» Problem to work on
For this exercise, repeat the listing below from its first line through the line containing "# holes follow the even-odd rule", exactly as written.

» Material supplied
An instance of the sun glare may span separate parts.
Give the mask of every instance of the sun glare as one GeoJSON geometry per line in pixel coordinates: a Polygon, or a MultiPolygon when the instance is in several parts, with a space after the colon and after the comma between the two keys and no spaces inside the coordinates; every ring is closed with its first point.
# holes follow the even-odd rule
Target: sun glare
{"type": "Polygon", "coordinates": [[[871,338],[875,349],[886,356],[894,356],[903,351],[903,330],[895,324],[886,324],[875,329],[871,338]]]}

» Response to this task
An instance of the sun glare may span separate parts.
Give the mask of every instance of the sun glare as one GeoJSON geometry per line in pixel coordinates: a Polygon, or a MultiPolygon when the instance is in several parts, with a space after the colon and after the comma between the two keys and no spaces inside the coordinates; every ring is closed with its first point.
# holes follow the even-odd rule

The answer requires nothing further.